§ **YOUR OBJECTIVE**
Please tally the lines in the material below that contain the word "reverse", and give the count only.

* * *

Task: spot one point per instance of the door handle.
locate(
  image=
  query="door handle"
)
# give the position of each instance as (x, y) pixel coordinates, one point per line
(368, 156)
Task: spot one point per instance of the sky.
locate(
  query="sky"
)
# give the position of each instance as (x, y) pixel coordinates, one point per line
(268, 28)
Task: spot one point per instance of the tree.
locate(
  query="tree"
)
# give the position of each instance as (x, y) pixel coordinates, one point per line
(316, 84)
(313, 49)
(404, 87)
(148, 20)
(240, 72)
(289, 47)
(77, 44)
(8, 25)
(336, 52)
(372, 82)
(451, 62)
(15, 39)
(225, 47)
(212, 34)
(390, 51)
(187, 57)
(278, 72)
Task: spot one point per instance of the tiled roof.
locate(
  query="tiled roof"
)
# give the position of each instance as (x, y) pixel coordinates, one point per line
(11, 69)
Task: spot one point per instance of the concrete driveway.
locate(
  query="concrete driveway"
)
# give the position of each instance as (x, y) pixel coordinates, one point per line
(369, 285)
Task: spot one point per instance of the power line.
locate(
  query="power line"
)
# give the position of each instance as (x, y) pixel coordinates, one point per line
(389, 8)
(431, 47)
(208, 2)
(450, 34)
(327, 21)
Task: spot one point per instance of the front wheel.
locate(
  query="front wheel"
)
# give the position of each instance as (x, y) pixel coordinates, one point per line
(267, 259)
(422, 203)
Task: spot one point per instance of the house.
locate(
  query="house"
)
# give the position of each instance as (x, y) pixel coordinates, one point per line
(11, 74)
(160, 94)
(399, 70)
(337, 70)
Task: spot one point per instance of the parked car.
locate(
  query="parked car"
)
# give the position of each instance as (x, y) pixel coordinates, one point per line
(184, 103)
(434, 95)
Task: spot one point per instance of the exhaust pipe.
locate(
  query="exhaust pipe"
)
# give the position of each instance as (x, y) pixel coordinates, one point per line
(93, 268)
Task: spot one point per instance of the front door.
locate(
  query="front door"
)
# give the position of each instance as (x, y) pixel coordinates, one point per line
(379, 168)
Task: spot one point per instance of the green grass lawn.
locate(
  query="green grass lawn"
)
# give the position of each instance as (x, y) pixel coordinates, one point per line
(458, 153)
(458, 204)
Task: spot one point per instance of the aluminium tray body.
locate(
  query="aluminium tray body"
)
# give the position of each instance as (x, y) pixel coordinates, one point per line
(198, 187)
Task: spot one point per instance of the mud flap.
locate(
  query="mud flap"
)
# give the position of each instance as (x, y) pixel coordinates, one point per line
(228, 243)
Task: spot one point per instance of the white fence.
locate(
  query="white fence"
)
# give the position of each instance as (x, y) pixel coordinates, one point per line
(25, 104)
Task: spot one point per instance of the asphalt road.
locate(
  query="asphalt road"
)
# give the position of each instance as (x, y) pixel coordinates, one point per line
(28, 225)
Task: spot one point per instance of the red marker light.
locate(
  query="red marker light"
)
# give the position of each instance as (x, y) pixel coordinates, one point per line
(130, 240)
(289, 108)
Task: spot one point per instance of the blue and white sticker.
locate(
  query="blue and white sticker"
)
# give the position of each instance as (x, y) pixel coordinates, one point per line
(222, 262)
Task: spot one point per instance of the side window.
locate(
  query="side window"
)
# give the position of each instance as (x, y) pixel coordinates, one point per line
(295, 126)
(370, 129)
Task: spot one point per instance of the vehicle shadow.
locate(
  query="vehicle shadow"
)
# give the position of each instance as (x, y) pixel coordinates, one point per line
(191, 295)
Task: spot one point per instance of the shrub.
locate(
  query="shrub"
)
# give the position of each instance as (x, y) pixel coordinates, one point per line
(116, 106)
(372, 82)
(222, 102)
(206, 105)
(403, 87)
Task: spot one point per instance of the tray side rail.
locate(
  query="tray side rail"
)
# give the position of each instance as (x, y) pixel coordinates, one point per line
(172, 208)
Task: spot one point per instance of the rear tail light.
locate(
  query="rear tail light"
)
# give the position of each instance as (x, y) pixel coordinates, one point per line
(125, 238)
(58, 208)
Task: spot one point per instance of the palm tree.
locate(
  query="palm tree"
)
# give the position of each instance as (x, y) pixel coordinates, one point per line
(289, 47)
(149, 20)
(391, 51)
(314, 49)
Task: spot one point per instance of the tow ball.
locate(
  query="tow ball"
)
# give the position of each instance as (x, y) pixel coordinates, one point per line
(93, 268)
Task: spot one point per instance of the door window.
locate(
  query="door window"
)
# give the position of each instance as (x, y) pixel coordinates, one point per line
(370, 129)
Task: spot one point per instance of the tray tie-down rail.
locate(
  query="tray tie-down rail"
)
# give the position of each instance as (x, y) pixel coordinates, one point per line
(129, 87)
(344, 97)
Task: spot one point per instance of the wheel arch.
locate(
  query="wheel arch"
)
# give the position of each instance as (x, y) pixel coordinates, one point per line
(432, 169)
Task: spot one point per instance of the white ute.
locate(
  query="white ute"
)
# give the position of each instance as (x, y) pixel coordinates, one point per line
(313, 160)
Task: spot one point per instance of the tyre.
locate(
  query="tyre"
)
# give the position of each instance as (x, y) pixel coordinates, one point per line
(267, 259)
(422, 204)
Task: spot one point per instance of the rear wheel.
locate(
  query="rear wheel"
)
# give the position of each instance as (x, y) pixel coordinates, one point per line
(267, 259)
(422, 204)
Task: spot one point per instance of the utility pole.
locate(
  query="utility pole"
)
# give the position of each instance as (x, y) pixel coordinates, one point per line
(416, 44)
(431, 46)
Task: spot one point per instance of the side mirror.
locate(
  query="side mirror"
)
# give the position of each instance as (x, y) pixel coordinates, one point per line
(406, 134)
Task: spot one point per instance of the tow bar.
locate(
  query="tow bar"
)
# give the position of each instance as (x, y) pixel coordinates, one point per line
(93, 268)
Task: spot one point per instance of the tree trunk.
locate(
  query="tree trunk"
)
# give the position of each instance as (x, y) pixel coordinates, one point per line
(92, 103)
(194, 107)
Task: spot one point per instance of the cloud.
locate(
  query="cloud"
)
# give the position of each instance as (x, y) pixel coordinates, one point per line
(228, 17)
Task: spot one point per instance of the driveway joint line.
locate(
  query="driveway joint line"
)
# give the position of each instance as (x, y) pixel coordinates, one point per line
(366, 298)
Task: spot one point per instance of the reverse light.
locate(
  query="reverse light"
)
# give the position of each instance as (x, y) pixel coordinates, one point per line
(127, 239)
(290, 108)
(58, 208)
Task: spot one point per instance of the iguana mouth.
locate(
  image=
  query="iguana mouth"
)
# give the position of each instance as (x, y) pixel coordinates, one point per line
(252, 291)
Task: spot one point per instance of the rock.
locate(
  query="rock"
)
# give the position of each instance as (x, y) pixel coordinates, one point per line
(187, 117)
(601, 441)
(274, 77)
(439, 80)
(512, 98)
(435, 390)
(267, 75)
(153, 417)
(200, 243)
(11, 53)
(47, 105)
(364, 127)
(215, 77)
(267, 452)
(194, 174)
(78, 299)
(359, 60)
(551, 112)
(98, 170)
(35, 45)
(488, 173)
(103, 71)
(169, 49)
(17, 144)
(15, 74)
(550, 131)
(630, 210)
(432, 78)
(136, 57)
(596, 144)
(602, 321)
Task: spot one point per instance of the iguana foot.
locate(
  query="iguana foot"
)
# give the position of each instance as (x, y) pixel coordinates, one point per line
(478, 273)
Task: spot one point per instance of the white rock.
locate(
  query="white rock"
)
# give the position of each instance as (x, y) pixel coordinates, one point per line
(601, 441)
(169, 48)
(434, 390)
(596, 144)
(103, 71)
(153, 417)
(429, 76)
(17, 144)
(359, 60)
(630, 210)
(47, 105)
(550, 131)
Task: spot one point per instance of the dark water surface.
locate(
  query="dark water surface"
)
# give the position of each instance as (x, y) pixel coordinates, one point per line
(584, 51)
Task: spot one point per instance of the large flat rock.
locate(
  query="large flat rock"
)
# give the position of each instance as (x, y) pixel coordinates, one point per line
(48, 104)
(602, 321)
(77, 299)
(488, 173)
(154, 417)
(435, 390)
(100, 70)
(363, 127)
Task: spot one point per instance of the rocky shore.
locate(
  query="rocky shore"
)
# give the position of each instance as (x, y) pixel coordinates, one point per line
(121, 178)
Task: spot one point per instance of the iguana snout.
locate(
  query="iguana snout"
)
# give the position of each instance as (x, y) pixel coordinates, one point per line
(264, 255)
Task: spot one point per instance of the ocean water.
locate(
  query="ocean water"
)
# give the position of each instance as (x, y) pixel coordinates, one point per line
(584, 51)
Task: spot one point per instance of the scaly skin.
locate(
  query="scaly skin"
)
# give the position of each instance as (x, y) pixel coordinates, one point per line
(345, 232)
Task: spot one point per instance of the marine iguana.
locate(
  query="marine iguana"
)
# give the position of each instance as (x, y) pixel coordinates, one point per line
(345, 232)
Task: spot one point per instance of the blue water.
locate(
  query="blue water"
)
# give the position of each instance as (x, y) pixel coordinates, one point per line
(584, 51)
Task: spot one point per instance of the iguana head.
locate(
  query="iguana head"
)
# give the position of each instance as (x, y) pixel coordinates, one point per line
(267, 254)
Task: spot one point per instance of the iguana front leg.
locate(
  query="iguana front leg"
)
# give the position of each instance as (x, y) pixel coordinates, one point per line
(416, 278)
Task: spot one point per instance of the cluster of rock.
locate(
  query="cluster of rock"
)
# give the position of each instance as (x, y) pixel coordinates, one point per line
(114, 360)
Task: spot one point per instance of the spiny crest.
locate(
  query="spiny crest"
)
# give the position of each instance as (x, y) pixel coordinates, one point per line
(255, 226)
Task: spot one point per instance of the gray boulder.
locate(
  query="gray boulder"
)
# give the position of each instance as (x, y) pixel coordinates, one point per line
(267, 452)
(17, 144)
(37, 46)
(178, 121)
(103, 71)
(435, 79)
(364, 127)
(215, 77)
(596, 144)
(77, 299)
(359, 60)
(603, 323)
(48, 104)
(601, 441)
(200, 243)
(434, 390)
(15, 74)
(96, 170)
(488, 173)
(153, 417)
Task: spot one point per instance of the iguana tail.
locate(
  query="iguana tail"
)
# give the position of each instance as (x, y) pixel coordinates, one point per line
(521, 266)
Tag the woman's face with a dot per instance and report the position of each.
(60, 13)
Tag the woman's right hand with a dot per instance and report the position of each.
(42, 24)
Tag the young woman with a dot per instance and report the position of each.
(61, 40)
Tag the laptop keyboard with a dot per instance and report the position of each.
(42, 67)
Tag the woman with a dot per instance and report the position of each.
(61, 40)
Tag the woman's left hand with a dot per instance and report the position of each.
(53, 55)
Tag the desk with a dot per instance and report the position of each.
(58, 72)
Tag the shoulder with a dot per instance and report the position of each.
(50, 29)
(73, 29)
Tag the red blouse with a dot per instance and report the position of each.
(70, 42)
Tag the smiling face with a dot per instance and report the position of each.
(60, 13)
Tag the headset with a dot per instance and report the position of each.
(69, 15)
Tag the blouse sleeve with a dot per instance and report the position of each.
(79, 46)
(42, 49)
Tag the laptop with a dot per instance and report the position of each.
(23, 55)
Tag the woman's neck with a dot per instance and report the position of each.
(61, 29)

* * *

§ **ANSWER FOR THIS EXERCISE**
2